- _Page excerpt_:
* Begin *

The "Austrian business cycle theory" has been criticized by advocates of rational expectations and other components of neoclassical economics, who point to the neutrality of money and to the real business cycle theory as providing a sounder understanding of the phenomenon. Hayek, in his 1939 book Profits, Interest and Investment, distanced himself from other theorists of the Austrian School, such as Mises and Rothbard, in beginning to shun the wholly monetary theory of the business cycle in favor of a more eccentric understanding based more on profits than on interest rates. Hayek explicitly notes that most of the more accurate explanations of the business cycle place more emphasis on real instead of nominal variables. He also notes that this more eccentric explanation model of the business cycle which he proposes cannot be wholly reconciled with any specific Austrian theory.

* End *

- _Entries supplied_:
* Begin *

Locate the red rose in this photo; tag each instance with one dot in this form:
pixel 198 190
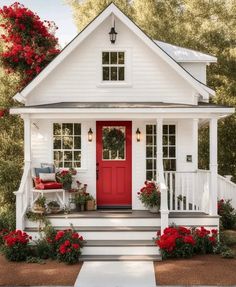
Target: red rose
pixel 67 243
pixel 75 246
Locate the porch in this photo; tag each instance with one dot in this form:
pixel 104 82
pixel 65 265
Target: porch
pixel 122 234
pixel 168 137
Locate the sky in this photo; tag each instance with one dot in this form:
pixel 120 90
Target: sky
pixel 52 10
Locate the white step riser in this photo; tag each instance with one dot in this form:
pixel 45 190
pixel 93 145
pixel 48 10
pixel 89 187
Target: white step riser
pixel 209 223
pixel 117 235
pixel 120 250
pixel 100 222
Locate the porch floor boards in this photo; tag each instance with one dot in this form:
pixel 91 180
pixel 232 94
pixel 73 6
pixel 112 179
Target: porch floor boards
pixel 129 214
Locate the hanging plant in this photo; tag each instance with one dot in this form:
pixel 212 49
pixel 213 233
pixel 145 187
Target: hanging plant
pixel 113 139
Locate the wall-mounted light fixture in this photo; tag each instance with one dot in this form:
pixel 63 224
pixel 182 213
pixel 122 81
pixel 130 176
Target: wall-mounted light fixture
pixel 113 34
pixel 138 135
pixel 90 135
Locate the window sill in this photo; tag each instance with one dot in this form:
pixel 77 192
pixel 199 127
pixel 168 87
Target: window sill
pixel 114 85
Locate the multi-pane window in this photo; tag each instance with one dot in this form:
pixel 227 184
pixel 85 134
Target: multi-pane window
pixel 67 144
pixel 113 66
pixel 169 149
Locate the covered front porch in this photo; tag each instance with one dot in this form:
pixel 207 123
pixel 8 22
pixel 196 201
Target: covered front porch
pixel 162 153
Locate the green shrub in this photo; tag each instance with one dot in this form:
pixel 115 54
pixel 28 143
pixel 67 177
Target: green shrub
pixel 227 213
pixel 44 250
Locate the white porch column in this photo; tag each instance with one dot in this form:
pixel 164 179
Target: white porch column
pixel 27 138
pixel 22 195
pixel 160 177
pixel 195 143
pixel 213 166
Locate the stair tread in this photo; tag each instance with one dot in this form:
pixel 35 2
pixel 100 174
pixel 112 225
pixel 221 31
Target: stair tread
pixel 108 214
pixel 103 228
pixel 119 243
pixel 120 258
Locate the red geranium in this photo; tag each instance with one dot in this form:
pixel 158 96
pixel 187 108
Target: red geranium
pixel 150 194
pixel 68 245
pixel 184 242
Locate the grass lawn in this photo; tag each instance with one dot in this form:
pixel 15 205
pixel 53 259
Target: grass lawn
pixel 200 270
pixel 51 273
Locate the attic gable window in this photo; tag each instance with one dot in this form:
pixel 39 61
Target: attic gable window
pixel 113 66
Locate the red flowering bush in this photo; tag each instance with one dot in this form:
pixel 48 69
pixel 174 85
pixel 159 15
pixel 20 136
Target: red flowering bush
pixel 30 43
pixel 16 245
pixel 227 213
pixel 184 242
pixel 68 244
pixel 176 242
pixel 150 194
pixel 3 233
pixel 206 240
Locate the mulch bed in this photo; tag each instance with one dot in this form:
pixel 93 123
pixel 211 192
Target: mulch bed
pixel 50 273
pixel 199 270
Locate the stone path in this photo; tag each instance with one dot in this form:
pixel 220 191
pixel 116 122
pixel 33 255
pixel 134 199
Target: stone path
pixel 116 274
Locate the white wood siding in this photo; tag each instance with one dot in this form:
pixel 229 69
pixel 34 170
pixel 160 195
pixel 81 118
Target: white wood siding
pixel 78 77
pixel 198 70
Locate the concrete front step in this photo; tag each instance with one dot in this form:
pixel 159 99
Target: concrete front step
pixel 120 247
pixel 120 258
pixel 109 233
pixel 121 250
pixel 116 243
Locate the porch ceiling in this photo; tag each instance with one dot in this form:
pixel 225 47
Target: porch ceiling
pixel 119 105
pixel 125 110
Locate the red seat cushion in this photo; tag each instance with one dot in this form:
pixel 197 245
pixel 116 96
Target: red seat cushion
pixel 48 185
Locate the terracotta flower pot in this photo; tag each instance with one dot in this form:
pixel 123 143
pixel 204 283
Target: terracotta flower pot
pixel 90 205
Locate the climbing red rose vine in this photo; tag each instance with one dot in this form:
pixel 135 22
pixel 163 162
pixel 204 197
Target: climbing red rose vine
pixel 29 43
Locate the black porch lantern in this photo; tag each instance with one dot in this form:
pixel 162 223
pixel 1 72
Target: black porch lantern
pixel 90 135
pixel 113 34
pixel 138 134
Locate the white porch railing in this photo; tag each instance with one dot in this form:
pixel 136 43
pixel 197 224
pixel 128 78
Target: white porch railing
pixel 226 189
pixel 188 191
pixel 23 196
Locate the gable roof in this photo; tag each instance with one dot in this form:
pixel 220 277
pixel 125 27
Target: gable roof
pixel 112 9
pixel 181 54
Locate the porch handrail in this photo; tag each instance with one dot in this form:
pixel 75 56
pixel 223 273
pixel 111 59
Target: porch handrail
pixel 226 189
pixel 24 178
pixel 23 196
pixel 188 191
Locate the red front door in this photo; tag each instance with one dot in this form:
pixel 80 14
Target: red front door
pixel 114 182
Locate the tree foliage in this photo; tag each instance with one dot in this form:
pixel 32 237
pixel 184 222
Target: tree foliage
pixel 27 45
pixel 204 25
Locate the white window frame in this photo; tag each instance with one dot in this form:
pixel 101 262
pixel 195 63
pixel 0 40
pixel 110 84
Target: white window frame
pixel 127 66
pixel 153 170
pixel 71 150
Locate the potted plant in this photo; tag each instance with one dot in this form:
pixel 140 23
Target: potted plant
pixel 80 201
pixel 54 206
pixel 150 196
pixel 65 177
pixel 40 204
pixel 90 202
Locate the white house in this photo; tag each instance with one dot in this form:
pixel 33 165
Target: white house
pixel 133 85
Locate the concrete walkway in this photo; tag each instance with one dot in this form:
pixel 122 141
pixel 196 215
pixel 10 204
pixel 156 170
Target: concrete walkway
pixel 116 274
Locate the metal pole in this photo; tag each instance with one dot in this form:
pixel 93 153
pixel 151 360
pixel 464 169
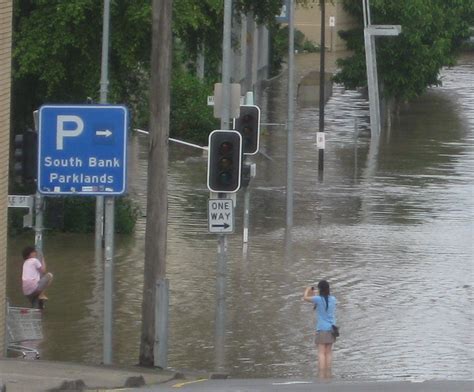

* End *

- _Job_:
Answer these questions about the business cycle excerpt:
1. Which two things do critics of the Austrian business cycle theory point to as giving a sounder understanding?
2. In which 1939 book did Hayek distance himself from other Austrian School theorists?
3. According to Hayek, do most of the more accurate explanations of the business cycle emphasize real or nominal variables?

- _Response below_:
1. The neutrality of money and the real business cycle theory.
2. Profits, Interest and Investment.
3. Real variables.